"""

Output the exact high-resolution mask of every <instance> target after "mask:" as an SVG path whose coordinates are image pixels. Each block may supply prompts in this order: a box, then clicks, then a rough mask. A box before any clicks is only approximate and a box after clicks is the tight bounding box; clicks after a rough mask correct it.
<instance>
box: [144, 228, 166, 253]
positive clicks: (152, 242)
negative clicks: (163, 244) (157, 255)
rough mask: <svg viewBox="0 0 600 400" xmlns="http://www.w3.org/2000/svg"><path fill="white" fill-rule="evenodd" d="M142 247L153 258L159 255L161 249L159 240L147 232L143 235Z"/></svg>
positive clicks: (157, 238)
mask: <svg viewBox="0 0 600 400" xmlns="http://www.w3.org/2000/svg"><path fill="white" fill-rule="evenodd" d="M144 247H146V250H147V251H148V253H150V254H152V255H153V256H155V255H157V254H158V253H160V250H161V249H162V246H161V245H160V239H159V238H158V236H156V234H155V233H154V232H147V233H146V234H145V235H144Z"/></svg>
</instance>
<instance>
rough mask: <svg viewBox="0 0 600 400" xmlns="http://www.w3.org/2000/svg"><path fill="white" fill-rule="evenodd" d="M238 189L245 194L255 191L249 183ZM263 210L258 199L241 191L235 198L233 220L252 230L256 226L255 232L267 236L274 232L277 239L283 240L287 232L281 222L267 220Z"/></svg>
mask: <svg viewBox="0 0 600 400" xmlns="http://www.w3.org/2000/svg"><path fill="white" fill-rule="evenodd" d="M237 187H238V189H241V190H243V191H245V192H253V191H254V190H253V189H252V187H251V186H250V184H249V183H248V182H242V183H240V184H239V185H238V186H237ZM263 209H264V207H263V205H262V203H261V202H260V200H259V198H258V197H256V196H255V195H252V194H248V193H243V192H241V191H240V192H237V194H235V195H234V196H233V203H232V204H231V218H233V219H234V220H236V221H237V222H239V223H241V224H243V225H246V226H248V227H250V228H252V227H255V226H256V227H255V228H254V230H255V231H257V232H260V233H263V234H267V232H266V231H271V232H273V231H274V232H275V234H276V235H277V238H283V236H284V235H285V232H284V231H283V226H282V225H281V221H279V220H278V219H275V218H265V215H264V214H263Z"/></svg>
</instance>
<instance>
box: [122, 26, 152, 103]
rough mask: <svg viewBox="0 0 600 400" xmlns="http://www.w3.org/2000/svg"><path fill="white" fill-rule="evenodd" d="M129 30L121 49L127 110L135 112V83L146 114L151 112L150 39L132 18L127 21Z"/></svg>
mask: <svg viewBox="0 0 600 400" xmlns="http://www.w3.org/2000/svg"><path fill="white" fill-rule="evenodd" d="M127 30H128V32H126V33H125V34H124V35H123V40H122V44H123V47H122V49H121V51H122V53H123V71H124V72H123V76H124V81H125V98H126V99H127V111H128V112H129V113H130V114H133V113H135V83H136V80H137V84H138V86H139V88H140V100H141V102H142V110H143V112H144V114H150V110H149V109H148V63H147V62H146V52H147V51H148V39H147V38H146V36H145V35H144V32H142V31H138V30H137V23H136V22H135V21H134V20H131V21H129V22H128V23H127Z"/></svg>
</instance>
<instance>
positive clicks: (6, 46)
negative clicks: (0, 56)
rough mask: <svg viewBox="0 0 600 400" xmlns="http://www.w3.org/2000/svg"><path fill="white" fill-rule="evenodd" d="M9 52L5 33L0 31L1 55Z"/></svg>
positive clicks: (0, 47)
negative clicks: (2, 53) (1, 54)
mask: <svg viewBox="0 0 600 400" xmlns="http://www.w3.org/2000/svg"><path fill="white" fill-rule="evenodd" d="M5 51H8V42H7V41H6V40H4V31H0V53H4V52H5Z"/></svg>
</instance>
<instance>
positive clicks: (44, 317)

"""
"""

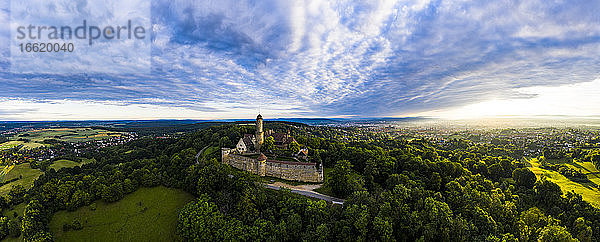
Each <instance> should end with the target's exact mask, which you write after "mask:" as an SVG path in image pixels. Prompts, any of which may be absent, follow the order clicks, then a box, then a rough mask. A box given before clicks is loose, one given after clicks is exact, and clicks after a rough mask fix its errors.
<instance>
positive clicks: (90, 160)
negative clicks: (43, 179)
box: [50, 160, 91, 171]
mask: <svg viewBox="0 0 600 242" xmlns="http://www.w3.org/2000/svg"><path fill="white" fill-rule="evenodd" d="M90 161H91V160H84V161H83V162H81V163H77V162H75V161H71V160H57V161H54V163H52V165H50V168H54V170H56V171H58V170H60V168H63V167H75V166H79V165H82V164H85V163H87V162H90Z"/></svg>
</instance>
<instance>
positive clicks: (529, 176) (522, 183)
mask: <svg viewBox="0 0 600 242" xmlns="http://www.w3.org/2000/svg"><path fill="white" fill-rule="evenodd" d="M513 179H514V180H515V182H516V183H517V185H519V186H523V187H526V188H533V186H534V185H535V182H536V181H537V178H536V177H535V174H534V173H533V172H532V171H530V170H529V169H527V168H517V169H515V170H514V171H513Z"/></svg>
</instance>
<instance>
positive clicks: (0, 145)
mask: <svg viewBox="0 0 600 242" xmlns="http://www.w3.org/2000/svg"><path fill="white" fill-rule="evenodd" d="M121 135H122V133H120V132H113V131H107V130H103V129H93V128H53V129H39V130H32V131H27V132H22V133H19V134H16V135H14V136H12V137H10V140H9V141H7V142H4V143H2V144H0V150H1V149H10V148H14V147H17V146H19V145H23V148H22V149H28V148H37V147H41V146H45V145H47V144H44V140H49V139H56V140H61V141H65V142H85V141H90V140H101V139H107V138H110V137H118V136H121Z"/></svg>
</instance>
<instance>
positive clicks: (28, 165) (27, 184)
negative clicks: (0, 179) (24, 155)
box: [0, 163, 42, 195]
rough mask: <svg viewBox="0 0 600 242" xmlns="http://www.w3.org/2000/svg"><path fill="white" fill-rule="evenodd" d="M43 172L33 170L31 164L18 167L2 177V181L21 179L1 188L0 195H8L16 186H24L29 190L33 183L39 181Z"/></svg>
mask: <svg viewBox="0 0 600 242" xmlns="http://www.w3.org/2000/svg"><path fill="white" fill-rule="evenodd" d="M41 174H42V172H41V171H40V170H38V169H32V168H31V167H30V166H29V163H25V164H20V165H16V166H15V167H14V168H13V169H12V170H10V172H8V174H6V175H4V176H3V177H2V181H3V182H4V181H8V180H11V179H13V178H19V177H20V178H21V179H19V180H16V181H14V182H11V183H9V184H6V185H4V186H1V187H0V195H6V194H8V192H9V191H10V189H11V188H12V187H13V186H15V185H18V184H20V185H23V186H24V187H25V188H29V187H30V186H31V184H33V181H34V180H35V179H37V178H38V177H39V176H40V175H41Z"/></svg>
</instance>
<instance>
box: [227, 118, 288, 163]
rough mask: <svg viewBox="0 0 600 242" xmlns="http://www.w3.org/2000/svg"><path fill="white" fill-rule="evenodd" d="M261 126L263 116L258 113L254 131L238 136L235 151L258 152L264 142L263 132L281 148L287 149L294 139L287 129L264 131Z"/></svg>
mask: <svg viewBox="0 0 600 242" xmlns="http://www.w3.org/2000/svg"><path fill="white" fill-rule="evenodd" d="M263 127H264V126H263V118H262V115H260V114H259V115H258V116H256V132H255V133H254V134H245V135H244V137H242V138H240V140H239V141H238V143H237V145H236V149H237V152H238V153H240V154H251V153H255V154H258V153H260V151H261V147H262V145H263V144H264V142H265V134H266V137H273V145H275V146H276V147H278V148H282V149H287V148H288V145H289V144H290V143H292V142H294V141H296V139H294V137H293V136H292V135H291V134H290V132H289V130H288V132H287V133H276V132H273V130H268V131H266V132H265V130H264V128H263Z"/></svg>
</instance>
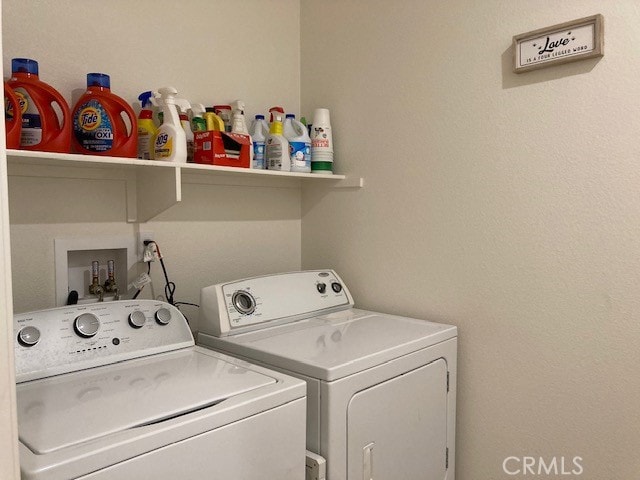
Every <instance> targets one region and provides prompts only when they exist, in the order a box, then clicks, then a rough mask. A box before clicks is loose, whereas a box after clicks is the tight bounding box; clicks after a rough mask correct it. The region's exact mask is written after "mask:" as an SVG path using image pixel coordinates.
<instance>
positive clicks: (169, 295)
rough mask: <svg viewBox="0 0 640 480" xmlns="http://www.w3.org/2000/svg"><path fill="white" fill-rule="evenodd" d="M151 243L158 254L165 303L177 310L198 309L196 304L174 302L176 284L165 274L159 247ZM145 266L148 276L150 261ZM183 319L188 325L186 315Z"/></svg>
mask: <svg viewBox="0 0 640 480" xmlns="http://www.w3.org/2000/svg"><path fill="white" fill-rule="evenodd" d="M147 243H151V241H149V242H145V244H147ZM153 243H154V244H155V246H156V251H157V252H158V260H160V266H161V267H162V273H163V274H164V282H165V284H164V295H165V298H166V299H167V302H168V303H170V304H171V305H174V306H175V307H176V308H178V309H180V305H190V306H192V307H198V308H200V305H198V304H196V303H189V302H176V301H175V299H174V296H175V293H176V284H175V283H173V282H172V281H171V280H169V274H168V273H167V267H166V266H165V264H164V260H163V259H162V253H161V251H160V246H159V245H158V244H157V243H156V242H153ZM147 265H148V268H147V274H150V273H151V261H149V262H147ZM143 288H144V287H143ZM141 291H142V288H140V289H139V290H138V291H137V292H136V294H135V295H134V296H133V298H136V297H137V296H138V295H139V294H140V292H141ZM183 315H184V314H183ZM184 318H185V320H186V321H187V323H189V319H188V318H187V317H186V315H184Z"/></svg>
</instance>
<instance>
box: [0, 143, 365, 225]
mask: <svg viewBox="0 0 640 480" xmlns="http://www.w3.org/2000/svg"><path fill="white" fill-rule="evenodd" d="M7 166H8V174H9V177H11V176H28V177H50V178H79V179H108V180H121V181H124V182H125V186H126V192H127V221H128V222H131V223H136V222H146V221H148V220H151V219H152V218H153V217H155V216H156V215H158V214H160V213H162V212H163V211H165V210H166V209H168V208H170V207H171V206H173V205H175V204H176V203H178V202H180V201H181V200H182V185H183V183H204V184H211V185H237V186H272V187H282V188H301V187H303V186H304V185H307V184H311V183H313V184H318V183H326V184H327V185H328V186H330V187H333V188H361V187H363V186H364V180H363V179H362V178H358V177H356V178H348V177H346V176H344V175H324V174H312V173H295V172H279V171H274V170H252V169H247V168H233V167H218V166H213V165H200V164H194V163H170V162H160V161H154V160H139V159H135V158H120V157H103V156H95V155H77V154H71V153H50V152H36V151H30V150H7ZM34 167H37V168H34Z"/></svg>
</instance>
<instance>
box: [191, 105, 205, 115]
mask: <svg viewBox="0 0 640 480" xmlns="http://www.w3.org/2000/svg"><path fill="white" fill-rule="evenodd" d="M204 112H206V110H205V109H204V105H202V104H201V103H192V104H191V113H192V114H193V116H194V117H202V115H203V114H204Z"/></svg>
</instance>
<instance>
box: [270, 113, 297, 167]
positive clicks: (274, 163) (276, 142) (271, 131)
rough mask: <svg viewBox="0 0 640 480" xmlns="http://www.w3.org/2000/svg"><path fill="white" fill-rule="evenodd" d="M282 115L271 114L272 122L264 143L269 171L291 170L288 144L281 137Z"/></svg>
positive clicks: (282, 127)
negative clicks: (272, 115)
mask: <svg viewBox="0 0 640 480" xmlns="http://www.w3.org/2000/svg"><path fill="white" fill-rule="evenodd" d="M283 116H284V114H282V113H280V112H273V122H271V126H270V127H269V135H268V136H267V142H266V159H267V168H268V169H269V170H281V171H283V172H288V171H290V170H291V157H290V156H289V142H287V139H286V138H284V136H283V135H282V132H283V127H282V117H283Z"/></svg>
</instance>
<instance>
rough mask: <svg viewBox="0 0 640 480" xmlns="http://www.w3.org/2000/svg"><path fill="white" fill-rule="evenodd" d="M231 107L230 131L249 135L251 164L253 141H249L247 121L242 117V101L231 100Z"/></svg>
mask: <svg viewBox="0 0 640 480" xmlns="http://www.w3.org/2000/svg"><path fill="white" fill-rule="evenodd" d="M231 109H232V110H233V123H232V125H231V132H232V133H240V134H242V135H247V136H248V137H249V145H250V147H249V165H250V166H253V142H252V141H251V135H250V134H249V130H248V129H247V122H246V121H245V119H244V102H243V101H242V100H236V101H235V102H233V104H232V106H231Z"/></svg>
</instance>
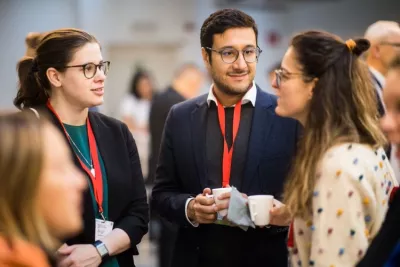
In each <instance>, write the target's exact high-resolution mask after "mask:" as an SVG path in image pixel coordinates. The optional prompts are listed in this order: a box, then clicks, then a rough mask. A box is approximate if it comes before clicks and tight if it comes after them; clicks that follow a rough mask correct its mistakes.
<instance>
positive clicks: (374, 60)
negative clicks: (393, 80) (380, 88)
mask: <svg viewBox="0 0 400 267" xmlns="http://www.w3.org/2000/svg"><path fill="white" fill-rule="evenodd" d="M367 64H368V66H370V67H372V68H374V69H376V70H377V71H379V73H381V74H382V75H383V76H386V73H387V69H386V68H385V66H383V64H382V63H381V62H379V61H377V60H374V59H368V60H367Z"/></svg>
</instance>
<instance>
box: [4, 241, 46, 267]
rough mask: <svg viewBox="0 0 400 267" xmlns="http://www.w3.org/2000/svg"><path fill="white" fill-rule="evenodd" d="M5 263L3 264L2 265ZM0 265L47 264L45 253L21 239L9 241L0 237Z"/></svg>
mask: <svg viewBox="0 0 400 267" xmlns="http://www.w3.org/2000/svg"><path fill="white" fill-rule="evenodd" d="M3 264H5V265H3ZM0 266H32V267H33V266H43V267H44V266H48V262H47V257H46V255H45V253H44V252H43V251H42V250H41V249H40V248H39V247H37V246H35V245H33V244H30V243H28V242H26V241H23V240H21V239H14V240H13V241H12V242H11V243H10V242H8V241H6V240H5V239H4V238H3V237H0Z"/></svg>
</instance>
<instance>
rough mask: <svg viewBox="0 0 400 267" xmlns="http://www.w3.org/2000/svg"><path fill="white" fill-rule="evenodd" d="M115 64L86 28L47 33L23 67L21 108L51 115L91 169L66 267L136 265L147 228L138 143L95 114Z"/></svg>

"""

Task description
Pull every line containing "pixels" out of the material and copy it.

Solution to the problem
Output the exact high-resolution mask of every <instance> target after "mask:" as an SVG path whose coordinates are image pixels. Each block may supply prompts in this order: a box, then clicks, then a rough mask. A box before any clicks is only approximate and a box after clicks is the tight bounding box; clicks after a rough mask correct it.
Each <instance> should end with the target's exact mask, which you write after "mask:" as an SVG path in image pixels. Prompts, any of which may be absent, follow the order clicks, then a box, then a rough mask. A box given before clicks is loose, one given after clicks is exact, and clicks after a rough mask fix its errors.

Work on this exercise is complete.